• _Stated goal_:
Count the lines in the items below that contain the string "building", and reply with only that number.

• _Records to process_:

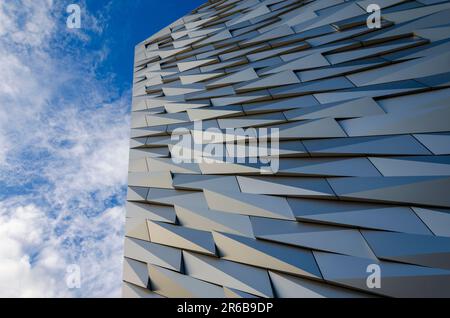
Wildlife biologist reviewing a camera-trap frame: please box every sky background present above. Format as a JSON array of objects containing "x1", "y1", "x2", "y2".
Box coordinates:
[{"x1": 0, "y1": 0, "x2": 203, "y2": 297}]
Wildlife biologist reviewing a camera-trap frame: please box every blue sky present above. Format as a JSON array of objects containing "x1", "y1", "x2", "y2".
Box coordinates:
[{"x1": 0, "y1": 0, "x2": 202, "y2": 297}]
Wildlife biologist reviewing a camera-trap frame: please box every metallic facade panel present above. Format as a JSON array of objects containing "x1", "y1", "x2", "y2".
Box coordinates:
[{"x1": 123, "y1": 0, "x2": 450, "y2": 298}]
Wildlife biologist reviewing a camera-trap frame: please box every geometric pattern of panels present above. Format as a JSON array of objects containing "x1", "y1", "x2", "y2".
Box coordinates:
[{"x1": 123, "y1": 0, "x2": 450, "y2": 298}]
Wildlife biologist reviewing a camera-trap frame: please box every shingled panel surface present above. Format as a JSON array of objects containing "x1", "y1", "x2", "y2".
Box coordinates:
[{"x1": 123, "y1": 0, "x2": 450, "y2": 298}]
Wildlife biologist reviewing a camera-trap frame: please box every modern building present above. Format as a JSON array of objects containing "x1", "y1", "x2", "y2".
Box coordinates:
[{"x1": 123, "y1": 0, "x2": 450, "y2": 298}]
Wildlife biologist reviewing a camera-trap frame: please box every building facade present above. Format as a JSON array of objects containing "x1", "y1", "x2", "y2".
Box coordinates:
[{"x1": 123, "y1": 0, "x2": 450, "y2": 298}]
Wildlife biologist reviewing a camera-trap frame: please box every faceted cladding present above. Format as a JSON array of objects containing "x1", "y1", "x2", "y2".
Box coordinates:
[{"x1": 123, "y1": 0, "x2": 450, "y2": 297}]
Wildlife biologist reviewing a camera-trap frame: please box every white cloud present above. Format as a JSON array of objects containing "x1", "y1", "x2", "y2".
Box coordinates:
[{"x1": 0, "y1": 0, "x2": 129, "y2": 297}]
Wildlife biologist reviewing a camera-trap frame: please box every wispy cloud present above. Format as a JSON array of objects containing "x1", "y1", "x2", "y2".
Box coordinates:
[{"x1": 0, "y1": 0, "x2": 129, "y2": 297}]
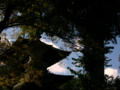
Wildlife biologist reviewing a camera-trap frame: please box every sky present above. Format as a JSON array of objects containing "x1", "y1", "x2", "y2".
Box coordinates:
[{"x1": 1, "y1": 28, "x2": 120, "y2": 77}]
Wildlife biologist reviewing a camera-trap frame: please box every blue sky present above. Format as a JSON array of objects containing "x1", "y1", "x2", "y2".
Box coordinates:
[{"x1": 1, "y1": 28, "x2": 120, "y2": 76}]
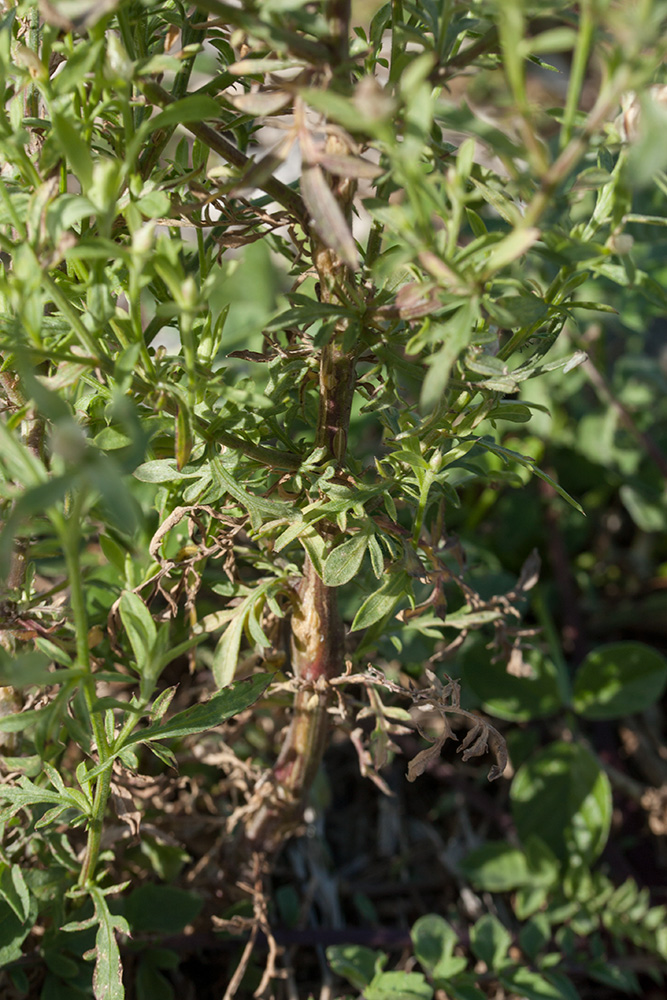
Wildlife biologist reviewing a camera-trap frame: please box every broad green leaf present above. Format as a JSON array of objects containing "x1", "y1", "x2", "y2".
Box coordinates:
[
  {"x1": 460, "y1": 838, "x2": 560, "y2": 892},
  {"x1": 351, "y1": 570, "x2": 410, "y2": 632},
  {"x1": 510, "y1": 742, "x2": 611, "y2": 864},
  {"x1": 0, "y1": 900, "x2": 37, "y2": 967},
  {"x1": 132, "y1": 458, "x2": 192, "y2": 483},
  {"x1": 410, "y1": 913, "x2": 468, "y2": 980},
  {"x1": 301, "y1": 165, "x2": 359, "y2": 271},
  {"x1": 322, "y1": 526, "x2": 373, "y2": 587},
  {"x1": 573, "y1": 642, "x2": 667, "y2": 719},
  {"x1": 470, "y1": 913, "x2": 512, "y2": 971},
  {"x1": 327, "y1": 944, "x2": 380, "y2": 990},
  {"x1": 125, "y1": 674, "x2": 273, "y2": 748},
  {"x1": 364, "y1": 972, "x2": 433, "y2": 1000},
  {"x1": 125, "y1": 883, "x2": 203, "y2": 934},
  {"x1": 464, "y1": 648, "x2": 564, "y2": 722}
]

• _Written reply_:
2